Problem statement | Rewrite only the lines from the start of the records through the line containing "simplified polygon, straight", inclusive, switching "region" to "area" and leaving everything else unchanged.

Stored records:
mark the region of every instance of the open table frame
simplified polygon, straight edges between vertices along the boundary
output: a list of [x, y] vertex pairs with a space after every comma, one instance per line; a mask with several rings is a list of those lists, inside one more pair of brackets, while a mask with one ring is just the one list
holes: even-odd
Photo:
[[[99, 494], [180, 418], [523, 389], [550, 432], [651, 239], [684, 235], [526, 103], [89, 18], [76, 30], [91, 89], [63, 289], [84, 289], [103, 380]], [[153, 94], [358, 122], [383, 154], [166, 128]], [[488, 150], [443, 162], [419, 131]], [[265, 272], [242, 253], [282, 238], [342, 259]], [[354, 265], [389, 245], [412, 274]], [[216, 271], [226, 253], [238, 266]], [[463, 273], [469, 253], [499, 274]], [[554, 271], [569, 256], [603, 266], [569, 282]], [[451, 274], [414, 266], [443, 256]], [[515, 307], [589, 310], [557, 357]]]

Task answer |
mark the area of every instance of the open table frame
simplified polygon, straight edges between vertices along the boundary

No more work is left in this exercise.